Copy everything in the data below, from the line containing "Query: oven door handle" down to the end of the data, keeping each line unchanged.

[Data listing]
______________________________

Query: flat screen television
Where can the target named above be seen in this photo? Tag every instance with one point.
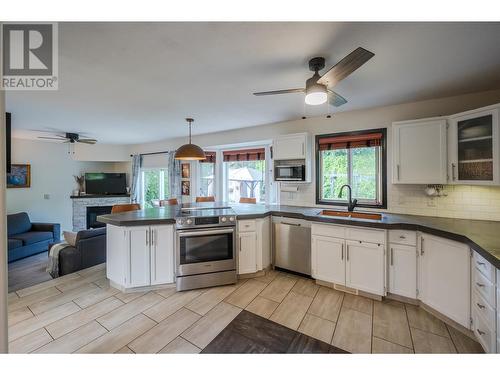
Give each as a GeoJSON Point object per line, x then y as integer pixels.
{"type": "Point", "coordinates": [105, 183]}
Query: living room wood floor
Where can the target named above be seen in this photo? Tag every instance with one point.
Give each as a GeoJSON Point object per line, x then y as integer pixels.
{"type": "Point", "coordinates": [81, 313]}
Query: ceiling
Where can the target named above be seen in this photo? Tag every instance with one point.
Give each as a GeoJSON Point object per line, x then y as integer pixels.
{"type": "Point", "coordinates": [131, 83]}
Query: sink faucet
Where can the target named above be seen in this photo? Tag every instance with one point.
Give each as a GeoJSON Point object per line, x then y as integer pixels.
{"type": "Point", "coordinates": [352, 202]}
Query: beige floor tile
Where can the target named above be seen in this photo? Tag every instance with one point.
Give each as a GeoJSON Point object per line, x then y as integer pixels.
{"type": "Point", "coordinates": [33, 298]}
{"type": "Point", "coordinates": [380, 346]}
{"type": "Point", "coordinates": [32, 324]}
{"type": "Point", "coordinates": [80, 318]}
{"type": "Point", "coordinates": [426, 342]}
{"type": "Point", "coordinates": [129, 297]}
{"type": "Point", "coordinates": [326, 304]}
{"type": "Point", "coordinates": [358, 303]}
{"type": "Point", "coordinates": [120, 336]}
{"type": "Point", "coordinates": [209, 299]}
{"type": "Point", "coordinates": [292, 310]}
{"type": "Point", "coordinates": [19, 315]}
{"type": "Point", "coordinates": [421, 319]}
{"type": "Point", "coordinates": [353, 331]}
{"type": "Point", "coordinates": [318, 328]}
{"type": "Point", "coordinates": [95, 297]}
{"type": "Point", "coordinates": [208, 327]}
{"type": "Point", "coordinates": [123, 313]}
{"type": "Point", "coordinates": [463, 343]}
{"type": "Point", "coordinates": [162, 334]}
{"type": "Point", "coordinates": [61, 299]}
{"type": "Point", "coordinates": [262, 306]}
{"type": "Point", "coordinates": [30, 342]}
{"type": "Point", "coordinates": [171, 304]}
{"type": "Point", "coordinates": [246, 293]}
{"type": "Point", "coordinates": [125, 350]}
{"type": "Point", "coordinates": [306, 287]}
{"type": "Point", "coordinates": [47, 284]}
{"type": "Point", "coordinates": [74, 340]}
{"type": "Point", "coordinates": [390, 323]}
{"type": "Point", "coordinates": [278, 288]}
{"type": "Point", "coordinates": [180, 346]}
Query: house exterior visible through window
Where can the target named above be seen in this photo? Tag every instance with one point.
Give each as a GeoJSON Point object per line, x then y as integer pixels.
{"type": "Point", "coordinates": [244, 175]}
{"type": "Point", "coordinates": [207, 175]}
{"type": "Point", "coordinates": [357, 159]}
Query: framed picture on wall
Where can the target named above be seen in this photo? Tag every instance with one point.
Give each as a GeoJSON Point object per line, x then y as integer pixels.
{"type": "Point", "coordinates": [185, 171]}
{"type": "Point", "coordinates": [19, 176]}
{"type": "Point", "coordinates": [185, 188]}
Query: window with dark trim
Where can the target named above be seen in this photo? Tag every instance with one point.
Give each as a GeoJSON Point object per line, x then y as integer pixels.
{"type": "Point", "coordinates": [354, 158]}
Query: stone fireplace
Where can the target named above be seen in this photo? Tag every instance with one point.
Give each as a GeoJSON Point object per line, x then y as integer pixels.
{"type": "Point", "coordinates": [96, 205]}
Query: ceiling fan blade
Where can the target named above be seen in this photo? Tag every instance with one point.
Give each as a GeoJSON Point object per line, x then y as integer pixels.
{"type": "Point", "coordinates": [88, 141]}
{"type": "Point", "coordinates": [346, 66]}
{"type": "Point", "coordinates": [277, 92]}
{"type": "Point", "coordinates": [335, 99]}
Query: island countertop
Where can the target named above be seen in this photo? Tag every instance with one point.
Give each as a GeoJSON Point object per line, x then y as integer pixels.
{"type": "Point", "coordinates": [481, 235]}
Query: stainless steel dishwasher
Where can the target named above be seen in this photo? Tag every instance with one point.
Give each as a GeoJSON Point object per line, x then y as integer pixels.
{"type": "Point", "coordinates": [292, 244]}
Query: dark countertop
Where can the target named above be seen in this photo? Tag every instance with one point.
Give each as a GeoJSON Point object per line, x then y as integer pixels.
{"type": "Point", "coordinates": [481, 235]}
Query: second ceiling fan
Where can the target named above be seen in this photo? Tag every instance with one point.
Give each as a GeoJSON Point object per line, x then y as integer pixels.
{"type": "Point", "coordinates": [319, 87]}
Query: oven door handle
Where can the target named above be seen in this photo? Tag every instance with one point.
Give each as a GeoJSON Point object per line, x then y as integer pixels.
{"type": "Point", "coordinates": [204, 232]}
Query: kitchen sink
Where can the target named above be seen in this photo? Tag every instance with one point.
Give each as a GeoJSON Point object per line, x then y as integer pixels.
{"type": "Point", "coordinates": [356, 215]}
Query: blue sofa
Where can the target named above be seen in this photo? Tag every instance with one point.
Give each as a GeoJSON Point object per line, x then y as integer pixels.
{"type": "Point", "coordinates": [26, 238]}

______________________________

▶ _THE ANSWER_:
Query: oven door handle
Where can the target named above be seen in this photo? Tag every instance with one point.
Give each as a GeoJSON Point object per line, x then y as integer pixels.
{"type": "Point", "coordinates": [204, 232]}
Query: kitchen sink
Where can the target named above be seen in this photo? Tag every instance with one point.
Give each as a GeoJSON Point object per line, x then y as integer pixels.
{"type": "Point", "coordinates": [356, 215]}
Query: blue sofa
Where can the target named above be seen in this photo? Tag every instance with one point.
Give each as a GeoJSON Point object per line, x then y as integer pixels.
{"type": "Point", "coordinates": [26, 238]}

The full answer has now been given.